Aim of the exercise>
Below are the records; work out how many lines among them contain "this", and write nothing besides that number.

Records to use>
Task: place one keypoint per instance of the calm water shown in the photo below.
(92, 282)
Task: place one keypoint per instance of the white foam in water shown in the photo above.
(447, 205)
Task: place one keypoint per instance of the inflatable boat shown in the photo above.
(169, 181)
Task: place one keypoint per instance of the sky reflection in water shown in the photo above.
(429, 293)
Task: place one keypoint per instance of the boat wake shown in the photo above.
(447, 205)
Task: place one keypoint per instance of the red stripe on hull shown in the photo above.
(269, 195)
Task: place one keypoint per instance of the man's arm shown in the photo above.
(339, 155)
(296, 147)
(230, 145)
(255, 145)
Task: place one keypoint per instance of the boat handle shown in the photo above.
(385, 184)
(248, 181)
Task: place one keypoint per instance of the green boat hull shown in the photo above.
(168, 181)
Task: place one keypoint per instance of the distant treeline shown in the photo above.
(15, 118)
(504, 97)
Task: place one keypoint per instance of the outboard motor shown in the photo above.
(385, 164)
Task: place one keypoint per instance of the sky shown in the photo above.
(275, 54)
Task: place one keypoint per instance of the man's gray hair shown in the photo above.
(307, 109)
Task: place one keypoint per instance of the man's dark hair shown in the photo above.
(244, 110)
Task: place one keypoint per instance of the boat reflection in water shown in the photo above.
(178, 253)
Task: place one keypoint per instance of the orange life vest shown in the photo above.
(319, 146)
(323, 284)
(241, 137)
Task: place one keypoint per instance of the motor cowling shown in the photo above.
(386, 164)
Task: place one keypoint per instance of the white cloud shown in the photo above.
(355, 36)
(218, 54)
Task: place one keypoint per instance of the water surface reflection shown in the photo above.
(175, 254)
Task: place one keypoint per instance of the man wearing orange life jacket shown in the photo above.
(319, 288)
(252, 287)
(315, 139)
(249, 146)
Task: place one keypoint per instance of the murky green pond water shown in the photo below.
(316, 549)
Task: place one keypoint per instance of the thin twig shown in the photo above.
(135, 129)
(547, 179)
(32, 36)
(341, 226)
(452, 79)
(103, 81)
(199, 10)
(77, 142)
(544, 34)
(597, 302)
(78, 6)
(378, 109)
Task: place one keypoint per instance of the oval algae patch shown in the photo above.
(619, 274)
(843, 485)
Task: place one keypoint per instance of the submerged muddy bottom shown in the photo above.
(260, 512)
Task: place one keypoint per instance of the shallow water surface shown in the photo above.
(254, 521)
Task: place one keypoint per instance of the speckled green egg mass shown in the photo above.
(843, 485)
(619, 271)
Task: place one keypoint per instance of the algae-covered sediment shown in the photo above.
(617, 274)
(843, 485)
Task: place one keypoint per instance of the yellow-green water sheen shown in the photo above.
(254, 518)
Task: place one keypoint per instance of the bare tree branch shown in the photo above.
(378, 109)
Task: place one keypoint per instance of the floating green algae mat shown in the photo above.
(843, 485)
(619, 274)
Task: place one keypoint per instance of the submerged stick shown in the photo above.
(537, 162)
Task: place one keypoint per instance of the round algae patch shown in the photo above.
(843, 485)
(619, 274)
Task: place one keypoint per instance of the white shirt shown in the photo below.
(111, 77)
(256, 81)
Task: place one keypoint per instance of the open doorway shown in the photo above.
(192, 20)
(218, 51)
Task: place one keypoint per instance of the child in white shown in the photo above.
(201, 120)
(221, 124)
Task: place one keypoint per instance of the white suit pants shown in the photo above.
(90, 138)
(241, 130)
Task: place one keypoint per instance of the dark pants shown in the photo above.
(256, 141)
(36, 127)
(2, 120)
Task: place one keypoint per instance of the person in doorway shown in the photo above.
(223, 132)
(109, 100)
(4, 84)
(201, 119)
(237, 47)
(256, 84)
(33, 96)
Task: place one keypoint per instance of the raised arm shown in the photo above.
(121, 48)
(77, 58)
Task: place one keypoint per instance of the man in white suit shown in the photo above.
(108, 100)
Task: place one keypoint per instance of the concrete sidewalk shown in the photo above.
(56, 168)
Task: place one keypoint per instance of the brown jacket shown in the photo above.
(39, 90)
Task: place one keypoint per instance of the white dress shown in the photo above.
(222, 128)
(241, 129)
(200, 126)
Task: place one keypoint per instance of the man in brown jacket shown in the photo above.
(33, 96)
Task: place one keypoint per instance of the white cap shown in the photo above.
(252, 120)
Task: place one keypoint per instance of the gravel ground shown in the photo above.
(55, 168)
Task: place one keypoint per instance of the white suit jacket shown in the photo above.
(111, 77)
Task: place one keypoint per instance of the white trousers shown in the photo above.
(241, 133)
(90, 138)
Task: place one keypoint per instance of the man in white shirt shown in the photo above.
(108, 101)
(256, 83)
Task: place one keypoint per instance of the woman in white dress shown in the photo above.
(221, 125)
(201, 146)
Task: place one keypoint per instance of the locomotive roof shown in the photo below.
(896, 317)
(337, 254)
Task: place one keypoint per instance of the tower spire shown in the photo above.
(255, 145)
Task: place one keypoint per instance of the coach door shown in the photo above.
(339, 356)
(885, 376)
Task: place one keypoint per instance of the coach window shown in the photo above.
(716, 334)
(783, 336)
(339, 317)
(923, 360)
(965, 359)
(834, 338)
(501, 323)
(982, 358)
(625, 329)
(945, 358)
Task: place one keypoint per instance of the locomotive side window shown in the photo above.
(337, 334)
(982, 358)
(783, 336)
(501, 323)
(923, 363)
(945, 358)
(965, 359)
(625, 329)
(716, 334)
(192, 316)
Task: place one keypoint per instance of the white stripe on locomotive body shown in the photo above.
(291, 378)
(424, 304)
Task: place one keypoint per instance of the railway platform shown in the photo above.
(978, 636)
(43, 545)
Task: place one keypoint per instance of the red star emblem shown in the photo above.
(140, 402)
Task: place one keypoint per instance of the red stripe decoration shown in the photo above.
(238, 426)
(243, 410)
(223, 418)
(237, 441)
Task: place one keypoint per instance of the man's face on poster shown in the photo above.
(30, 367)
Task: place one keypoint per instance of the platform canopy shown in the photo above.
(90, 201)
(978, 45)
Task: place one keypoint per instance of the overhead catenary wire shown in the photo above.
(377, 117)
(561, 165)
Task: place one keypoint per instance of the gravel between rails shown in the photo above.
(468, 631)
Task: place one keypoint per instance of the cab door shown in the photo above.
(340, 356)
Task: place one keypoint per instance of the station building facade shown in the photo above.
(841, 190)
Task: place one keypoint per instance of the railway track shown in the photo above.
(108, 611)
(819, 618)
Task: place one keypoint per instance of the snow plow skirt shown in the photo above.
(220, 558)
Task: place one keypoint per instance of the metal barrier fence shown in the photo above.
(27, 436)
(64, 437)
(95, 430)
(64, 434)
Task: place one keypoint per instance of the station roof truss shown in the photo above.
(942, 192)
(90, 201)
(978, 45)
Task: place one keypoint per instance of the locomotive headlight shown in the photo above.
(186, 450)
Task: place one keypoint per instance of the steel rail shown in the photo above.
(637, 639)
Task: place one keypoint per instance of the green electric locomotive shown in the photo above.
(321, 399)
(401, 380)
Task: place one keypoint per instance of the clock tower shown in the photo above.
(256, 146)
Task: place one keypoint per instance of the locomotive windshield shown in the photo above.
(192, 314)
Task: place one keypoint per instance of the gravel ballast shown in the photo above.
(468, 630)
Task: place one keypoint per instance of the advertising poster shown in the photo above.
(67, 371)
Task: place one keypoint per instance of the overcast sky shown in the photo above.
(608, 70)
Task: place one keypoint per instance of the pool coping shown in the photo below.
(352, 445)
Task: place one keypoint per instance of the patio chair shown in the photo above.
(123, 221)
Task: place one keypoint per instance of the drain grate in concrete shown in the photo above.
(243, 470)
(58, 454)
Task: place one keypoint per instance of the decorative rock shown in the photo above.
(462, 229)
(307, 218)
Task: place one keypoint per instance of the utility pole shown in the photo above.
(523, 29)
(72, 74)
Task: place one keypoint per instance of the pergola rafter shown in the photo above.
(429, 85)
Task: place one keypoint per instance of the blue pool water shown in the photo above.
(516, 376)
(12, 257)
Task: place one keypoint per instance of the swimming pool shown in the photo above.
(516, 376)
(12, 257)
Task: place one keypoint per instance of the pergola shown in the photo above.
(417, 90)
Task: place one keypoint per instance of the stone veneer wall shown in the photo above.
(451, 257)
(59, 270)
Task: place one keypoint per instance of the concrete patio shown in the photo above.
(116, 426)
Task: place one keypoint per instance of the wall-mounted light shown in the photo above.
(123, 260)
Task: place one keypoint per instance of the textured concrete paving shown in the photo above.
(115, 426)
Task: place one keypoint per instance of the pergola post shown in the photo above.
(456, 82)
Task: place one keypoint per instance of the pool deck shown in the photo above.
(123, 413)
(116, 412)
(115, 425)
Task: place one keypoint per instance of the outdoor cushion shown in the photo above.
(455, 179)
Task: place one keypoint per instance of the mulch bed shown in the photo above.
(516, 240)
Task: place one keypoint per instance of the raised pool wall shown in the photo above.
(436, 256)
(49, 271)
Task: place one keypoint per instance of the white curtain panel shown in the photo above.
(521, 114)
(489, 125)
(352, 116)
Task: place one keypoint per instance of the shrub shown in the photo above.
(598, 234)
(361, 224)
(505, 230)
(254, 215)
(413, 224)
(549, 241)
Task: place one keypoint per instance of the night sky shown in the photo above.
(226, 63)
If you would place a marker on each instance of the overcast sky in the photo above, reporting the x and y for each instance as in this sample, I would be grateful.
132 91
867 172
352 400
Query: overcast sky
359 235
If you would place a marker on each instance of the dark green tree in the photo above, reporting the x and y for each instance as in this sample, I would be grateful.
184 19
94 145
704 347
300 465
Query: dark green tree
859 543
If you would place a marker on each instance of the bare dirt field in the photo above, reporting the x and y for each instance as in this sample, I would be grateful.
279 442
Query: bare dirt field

Response>
3